과제 내용:
아래 기록에서 "hazy sky in the image above."이 들어 있는 줄부터 "172;127;489;248"가 들어 있는 줄까지, 양 끝 줄을 포함한 모든 줄을 한 글자도 바꾸지 말고 옮겨 적으세요. 그림은 빼고 적으세요.

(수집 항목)
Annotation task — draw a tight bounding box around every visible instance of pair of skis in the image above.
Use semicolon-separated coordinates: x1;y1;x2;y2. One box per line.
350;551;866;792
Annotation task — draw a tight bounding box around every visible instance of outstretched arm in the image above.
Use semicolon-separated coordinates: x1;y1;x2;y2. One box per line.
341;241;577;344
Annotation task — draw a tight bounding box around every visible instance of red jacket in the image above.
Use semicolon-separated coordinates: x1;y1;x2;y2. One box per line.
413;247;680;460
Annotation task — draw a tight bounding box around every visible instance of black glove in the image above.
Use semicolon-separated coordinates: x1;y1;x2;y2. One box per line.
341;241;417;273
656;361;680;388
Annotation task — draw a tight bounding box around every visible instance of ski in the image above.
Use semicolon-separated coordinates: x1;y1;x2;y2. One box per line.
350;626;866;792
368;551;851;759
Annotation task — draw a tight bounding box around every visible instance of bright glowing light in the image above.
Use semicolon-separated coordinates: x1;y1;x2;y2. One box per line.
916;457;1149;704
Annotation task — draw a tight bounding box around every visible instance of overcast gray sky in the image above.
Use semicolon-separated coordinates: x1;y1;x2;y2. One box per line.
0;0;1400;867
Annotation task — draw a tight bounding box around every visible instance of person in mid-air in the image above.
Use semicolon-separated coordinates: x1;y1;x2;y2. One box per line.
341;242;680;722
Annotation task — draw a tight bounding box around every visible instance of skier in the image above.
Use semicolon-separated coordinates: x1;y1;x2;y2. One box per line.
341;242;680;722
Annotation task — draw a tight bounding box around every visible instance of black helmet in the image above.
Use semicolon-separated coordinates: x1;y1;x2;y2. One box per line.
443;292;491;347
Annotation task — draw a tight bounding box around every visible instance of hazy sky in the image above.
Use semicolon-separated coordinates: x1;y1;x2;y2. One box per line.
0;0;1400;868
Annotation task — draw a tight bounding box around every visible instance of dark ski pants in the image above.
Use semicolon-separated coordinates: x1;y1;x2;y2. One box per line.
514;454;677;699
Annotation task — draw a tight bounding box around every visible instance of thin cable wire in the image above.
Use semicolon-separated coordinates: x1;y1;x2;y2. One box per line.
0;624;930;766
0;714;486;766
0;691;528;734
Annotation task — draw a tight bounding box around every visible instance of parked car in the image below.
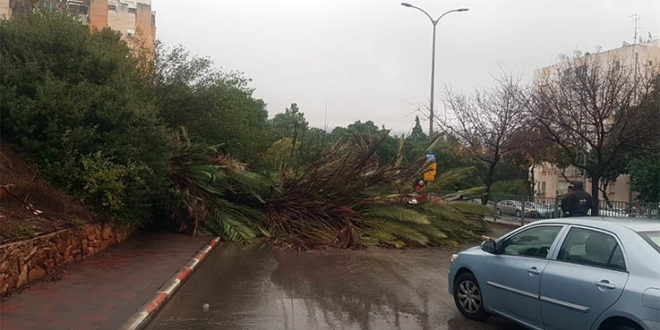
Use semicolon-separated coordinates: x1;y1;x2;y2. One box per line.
472;198;497;210
525;202;560;219
449;217;660;330
495;200;522;217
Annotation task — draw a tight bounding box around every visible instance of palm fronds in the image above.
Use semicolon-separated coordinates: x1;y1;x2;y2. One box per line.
172;127;488;248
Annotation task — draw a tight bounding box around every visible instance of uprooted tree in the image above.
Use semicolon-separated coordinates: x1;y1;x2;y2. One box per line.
528;56;660;215
172;127;489;248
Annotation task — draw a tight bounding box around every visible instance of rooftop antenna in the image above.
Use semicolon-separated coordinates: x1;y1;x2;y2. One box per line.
628;13;639;45
323;104;328;133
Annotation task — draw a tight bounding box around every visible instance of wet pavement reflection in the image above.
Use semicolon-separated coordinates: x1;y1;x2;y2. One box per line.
148;224;522;330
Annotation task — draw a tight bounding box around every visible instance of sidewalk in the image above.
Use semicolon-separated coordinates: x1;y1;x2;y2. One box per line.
0;233;211;330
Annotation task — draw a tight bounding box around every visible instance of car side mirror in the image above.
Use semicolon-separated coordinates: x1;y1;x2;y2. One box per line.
481;240;496;254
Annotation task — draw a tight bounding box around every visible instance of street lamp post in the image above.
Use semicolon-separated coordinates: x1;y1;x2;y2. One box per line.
401;2;469;138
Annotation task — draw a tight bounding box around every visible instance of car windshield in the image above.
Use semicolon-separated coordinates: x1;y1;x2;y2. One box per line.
638;231;660;253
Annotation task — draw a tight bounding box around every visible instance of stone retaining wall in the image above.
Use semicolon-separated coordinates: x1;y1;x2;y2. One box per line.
0;224;133;296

작업 결과:
Annotation task — draw a tight bounding box around every visible instance of hazy sky in the image above.
Use semicolon-separated coordinates: x1;y1;x2;y2. One box per line.
0;0;1400;868
Annotation task — draw a tight bounding box around every visible instance of dark ski pants in the image above.
Use semicolon-separated coordinates: x1;y1;x2;y2. One box per line.
514;454;677;699
Annotation task — draw a tight bounding box around every visible instance of thin cable wire in the image above.
Use semicolon-separated coordinates: x1;y1;x2;y2. One box per line.
0;624;930;766
0;714;486;766
0;691;528;734
Annotation task — draw a tight bounding box around every visible instance of parked car in the image below.
Use semicolon-separated coordinates: x1;y1;x2;y2. One box per line.
472;198;497;210
525;202;560;219
449;217;660;330
495;200;522;217
Annotation task — draw a tight bounding box around every visible instance of palm fronds in the image above.
Use semicolon-separated coordinates: x1;y1;x2;y2. One box per line.
172;127;488;248
Annotation task — draw a tight bounding box around every visible instance of uprooted tree in the image above.
Use semicolon-separated coordinates: x1;y1;x2;y2. One box per line.
528;56;660;215
172;127;489;248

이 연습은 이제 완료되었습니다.